Dataset entries:
:::
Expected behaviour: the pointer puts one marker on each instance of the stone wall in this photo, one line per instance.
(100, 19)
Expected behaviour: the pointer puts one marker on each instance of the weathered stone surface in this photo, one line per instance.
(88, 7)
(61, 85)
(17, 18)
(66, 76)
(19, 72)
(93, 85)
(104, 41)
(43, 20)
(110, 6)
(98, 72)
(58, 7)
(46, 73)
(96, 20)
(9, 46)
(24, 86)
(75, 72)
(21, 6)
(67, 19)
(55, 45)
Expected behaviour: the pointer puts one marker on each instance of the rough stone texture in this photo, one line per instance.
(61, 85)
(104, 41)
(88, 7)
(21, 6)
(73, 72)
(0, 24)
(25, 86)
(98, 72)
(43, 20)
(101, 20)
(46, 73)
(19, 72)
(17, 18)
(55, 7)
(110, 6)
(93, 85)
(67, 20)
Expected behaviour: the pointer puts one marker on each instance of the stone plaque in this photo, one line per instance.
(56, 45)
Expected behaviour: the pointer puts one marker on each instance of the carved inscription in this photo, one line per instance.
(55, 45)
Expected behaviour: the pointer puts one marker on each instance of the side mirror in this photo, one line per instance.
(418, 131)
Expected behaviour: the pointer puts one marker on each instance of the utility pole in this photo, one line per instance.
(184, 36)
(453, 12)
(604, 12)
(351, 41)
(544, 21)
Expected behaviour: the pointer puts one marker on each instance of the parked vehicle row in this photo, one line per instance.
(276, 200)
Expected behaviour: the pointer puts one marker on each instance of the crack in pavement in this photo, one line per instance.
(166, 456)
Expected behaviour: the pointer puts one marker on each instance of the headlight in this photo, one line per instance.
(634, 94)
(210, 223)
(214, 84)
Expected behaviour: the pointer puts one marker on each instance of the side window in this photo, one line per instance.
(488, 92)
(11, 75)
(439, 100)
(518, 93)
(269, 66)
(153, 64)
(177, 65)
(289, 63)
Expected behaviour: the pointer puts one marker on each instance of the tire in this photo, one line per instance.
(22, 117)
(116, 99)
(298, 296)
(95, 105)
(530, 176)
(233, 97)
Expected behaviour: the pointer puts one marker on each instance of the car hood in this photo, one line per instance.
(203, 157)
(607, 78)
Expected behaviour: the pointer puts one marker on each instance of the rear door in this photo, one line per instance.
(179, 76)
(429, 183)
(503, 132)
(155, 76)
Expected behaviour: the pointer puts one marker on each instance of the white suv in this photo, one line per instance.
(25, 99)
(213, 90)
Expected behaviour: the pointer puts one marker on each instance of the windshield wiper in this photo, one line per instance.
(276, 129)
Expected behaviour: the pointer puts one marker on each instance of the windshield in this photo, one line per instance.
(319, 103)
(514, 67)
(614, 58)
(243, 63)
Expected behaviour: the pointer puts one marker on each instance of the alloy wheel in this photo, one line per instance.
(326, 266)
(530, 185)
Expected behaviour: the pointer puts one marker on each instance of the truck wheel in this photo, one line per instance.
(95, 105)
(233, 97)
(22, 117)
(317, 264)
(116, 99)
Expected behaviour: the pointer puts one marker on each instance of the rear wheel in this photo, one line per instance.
:::
What you need to do: Rewrite the data above, swapping each "marker" for "dot" and keeping every other word, number and line unchanged.

Task result:
Expected behaviour: the pointer puts one dot on each instance of the stone wall in this photo, one line per instance.
(100, 19)
Expected behaviour: the pointer puts one dot on each instance of the weathered stone surface in this photo, one line per instance.
(88, 7)
(61, 85)
(17, 18)
(66, 76)
(19, 72)
(93, 85)
(104, 41)
(43, 20)
(110, 6)
(98, 72)
(58, 7)
(46, 73)
(96, 20)
(9, 46)
(24, 86)
(75, 72)
(21, 6)
(67, 19)
(55, 45)
Expected behaviour: the pointer puts one dot on each instance of the rough stone texture in this photo, one line per instance.
(61, 85)
(104, 41)
(88, 7)
(21, 6)
(73, 72)
(0, 24)
(25, 86)
(98, 72)
(43, 20)
(101, 20)
(46, 73)
(19, 72)
(17, 18)
(55, 7)
(110, 6)
(93, 85)
(67, 20)
Expected behaviour: the pointer puts one dot on each instance of the stone plaque in this photo, one line per instance.
(56, 45)
Expected behaviour: the pointer puts one dot on each instance of the carved inscription in this photo, one line per instance.
(55, 45)
Expected behaviour: the pointer puts one dot on each instance of the side mirror in this photo, one line per instance.
(418, 131)
Expected behaviour: the pointer puts one dot on each instance of the utility pole in this photo, one line per instance.
(184, 36)
(453, 12)
(604, 12)
(351, 41)
(544, 21)
Expected behaviour: the pointer puts one dot on each instance of the parked vehicle row in this photo, one line per instance.
(276, 200)
Expected behaviour: the pointer puts one dot on each instance of the crack in pavement in this photo, one line per instance.
(166, 456)
Expected behaviour: the pointer puts one dot on each instance of the headlight in this photo, one line per instance.
(634, 94)
(210, 223)
(214, 84)
Expected behaviour: the pointer puts one dot on each instance of the side window in this photo, one line per instance.
(488, 92)
(11, 75)
(439, 100)
(518, 93)
(269, 66)
(153, 64)
(177, 65)
(289, 63)
Expected behaviour: the pointer puts one dot on each instance of the tire in this photo, one line per instance.
(22, 117)
(116, 99)
(298, 296)
(95, 105)
(530, 176)
(233, 97)
Expected behaviour: the pointer puts one dot on each instance of the car hood in this photo, one line per instance.
(203, 157)
(607, 78)
Expected behaviour: the pointer puts one dot on each instance of the rear door in this photo, one line per instance.
(179, 76)
(429, 183)
(503, 132)
(155, 76)
Expected behaviour: the pointer puts one dot on each instance of the white suv in this photo, one line per instance.
(25, 99)
(213, 90)
Expected behaviour: the pointer puts one dot on each instance of the windshield wiper in this photo, one line per instance.
(276, 129)
Expected behaviour: the pointer puts one dot on each instance of the windshield in this photo, one line per instance.
(319, 103)
(514, 67)
(614, 58)
(243, 63)
Expected behaviour: the pointer puts one dot on each instance of the alloy wheel in this photo, one line per instance.
(326, 266)
(530, 185)
Expected behaviour: the pointer puts one dot on each instance of the truck wheel in this photo, one line per instance.
(95, 105)
(233, 97)
(22, 117)
(317, 264)
(116, 99)
Expected behaviour: the pointer puts one dot on each instance of the rear wheel in this photo, one line per instance.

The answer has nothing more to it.